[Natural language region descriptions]
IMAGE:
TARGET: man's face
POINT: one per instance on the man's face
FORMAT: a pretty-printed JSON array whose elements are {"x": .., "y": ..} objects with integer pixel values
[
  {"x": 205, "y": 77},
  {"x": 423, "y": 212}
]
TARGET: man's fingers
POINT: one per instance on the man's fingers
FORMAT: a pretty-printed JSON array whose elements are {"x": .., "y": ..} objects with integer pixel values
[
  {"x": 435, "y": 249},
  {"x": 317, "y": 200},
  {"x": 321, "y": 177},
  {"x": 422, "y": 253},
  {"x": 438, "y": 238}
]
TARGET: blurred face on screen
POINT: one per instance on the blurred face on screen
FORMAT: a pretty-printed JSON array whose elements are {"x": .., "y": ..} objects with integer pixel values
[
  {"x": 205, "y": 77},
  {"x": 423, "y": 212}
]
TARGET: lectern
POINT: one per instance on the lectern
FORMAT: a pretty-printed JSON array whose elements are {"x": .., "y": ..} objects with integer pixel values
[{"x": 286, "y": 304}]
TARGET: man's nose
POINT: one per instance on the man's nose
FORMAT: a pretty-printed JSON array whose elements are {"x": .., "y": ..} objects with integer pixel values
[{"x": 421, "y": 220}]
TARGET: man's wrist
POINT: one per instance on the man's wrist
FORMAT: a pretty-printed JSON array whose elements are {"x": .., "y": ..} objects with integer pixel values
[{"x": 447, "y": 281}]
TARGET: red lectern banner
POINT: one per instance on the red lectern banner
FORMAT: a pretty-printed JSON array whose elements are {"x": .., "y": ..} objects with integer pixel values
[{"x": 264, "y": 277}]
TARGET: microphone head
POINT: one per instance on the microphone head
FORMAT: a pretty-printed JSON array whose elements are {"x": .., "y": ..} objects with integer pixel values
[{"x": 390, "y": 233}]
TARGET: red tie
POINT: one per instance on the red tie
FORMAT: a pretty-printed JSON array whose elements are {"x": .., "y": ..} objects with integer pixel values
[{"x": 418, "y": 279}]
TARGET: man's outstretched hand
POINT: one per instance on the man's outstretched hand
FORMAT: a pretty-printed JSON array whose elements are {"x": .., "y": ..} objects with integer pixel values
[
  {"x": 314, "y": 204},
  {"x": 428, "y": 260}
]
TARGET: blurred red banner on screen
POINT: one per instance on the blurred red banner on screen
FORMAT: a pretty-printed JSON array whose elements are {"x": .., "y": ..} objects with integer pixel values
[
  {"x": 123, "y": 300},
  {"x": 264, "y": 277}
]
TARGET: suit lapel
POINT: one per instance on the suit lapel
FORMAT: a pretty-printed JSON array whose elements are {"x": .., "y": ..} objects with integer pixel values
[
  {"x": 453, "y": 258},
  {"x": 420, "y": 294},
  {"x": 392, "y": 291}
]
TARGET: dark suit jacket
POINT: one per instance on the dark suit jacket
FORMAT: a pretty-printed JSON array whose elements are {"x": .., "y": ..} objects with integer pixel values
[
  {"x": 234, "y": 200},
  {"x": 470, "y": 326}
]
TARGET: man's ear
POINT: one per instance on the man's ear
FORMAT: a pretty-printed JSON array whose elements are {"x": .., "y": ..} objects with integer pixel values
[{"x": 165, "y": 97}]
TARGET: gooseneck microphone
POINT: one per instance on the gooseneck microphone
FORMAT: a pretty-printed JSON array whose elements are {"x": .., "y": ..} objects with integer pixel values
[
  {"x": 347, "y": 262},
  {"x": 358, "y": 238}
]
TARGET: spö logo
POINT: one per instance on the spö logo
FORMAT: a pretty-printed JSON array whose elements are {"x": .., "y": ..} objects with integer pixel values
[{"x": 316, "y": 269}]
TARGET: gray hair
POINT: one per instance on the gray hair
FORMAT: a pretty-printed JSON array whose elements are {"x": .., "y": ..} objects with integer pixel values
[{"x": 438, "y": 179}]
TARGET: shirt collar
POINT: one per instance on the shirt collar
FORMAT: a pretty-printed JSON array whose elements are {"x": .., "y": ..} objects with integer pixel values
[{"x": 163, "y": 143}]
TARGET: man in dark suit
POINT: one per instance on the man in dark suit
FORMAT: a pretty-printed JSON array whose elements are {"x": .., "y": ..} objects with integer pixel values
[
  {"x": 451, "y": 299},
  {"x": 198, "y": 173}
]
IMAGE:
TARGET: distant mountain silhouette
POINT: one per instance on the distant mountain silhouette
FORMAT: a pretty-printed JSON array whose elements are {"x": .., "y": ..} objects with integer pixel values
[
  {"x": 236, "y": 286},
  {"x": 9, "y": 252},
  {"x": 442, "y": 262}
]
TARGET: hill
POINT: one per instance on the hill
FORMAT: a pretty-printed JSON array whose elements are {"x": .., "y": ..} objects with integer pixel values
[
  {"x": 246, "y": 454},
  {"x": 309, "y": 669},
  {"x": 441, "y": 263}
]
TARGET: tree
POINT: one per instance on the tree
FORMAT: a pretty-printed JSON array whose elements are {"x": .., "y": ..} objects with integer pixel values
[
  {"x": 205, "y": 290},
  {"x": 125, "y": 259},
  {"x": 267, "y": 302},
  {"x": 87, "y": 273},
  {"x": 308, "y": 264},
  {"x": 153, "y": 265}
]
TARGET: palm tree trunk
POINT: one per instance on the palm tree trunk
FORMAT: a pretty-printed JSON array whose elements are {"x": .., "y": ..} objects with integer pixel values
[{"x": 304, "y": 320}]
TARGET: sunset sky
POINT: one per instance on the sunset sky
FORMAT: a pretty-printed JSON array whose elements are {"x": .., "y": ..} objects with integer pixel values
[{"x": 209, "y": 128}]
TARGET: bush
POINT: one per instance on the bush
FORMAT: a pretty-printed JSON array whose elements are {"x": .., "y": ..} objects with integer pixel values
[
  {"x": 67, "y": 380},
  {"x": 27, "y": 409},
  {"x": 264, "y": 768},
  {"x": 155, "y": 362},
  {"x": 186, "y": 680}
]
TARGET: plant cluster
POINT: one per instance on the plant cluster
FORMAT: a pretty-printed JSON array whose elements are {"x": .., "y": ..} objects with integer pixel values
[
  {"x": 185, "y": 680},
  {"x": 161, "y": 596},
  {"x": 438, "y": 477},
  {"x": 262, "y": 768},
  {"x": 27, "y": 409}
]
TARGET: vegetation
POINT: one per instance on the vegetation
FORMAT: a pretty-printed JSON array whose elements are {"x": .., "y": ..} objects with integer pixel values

### [PROBLEM REQUIREMENTS]
Between the first line of the entries above and the line with "POINT: one per instance on the man's fingers", both included, copy every line exactly and nothing outside that range.

### [EXPECTED OUTPUT]
IMAGE:
TARGET: man's face
POINT: one per instance on the man's face
FORMAT: a pretty-printed JSON array whose elements are {"x": .., "y": ..} objects with integer pixel values
[
  {"x": 205, "y": 77},
  {"x": 423, "y": 212}
]
TARGET: man's fingers
POINT: one per instance on the man's fingers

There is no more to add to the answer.